▸ AIM OF THE TASK:
In the rows below, swap "Query" for "Search" and write out the stretch from the start of the rows through the line that contains "column 519, row 55" with no other changes. Omit the pictures from your answer.

Image object location entries:
## Begin
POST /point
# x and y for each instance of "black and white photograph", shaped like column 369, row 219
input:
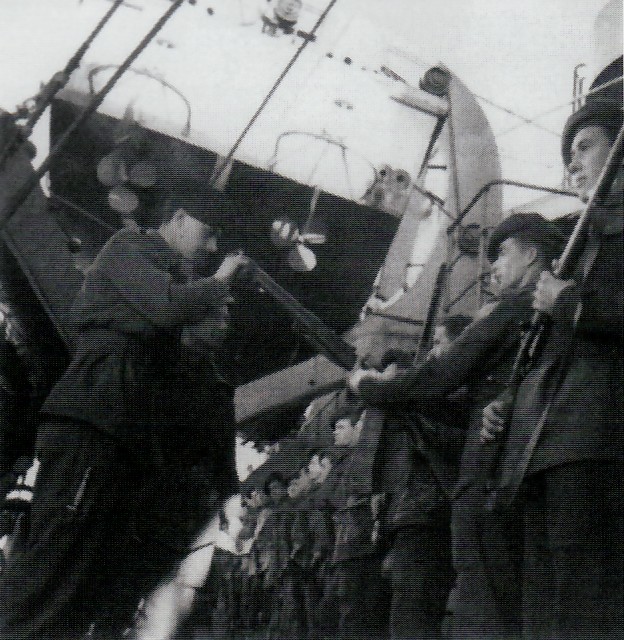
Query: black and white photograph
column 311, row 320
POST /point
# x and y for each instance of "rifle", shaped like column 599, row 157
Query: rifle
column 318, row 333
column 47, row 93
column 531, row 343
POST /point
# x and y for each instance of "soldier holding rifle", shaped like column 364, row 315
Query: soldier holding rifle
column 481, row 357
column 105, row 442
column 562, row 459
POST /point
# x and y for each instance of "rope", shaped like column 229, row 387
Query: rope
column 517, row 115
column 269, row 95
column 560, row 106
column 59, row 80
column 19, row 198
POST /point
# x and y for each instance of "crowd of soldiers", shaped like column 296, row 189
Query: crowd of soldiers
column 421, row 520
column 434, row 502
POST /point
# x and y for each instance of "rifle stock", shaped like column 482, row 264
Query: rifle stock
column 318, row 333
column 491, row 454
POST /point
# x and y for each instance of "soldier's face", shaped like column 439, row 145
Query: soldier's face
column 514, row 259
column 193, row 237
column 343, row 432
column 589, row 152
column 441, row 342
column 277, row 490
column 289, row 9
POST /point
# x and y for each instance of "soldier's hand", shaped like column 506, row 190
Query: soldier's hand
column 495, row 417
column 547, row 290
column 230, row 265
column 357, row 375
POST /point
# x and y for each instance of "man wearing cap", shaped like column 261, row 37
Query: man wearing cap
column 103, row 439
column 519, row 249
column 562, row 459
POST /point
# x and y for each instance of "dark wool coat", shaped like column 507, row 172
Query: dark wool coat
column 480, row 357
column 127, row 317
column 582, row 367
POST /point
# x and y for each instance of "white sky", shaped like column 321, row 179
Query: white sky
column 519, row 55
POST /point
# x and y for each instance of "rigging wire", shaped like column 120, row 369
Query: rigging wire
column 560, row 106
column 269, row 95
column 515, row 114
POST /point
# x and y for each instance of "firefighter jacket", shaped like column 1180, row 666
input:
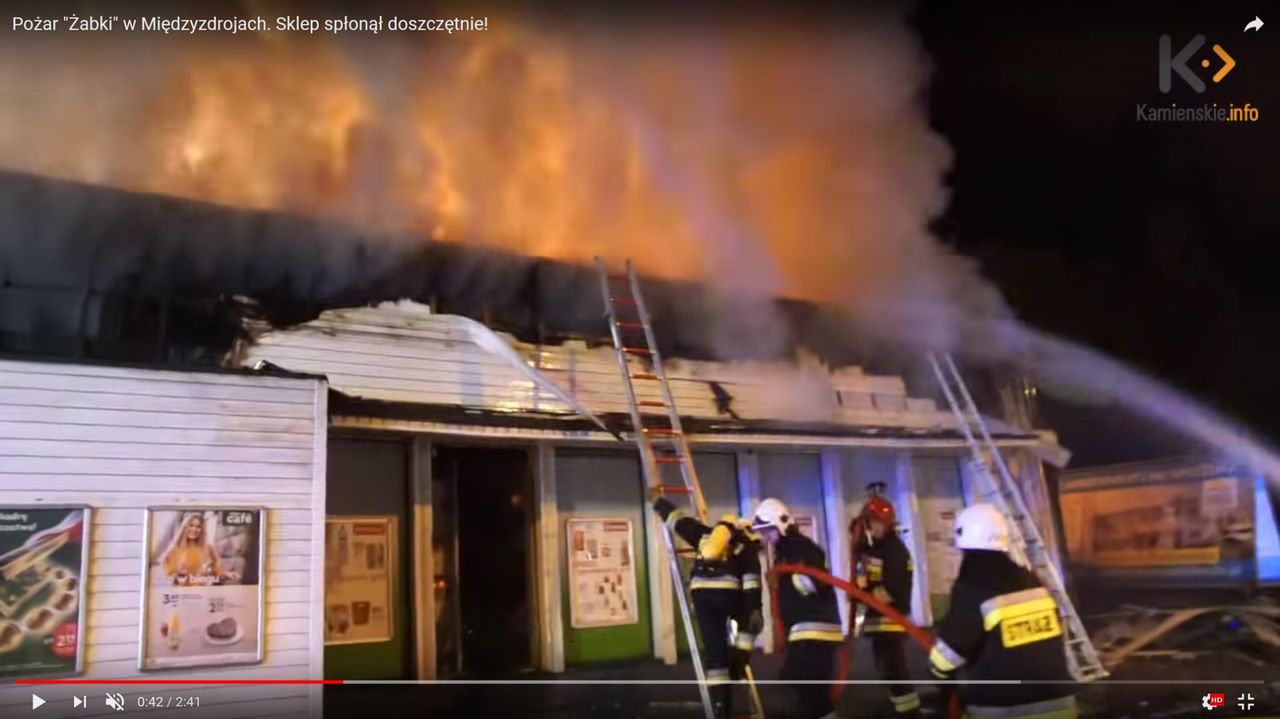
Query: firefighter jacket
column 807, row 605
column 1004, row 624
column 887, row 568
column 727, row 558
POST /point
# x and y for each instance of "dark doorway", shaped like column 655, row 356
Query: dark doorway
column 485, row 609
## End
▸ TASK ANSWER:
POST /point
# x and y for each instance of "black and white photograph", shaped like column 369, row 219
input:
Search: black and white photograph
column 311, row 320
POST /point
# x and y for each instance of "rifle", shaped like column 599, row 157
Search: rifle
column 318, row 333
column 47, row 93
column 531, row 343
POST /point
# x and y for each instance of "soldier holding rifle", shaped like column 364, row 315
Search: soldier holding rifle
column 481, row 357
column 105, row 442
column 562, row 459
POST /point
# x and y for each instance of "rope", shaped like column 229, row 387
Search: rope
column 517, row 115
column 269, row 95
column 560, row 106
column 59, row 80
column 19, row 198
POST /point
# x and y for each instance of "crowd of soldiers", shaped like column 296, row 189
Search: crowd of soldiers
column 421, row 520
column 434, row 502
POST /point
# x and y for each instance of "rifle stock", shaped like column 482, row 264
Search: rifle stock
column 318, row 333
column 491, row 454
POST /point
# x and y for each instance of "soldier's face", shaped like column 439, row 145
Search: soldier's face
column 514, row 259
column 193, row 237
column 343, row 432
column 589, row 152
column 441, row 342
column 277, row 490
column 289, row 9
POST /point
# x and y for each instance of "soldier's hand", shaped like column 506, row 190
Search: soldier's hand
column 495, row 417
column 547, row 290
column 230, row 265
column 357, row 375
POST /point
# x and y for each instance of "man wearing cap", shaped like column 261, row 37
Search: man wearing cap
column 103, row 439
column 519, row 249
column 562, row 459
POST /point
# x and y for each instance of "dark wool coat", shaped like column 507, row 172
Search: dark wool coat
column 480, row 357
column 127, row 317
column 582, row 367
POST /point
# x and y for each instance of "white sky", shaped like column 321, row 179
Search: white sky
column 519, row 55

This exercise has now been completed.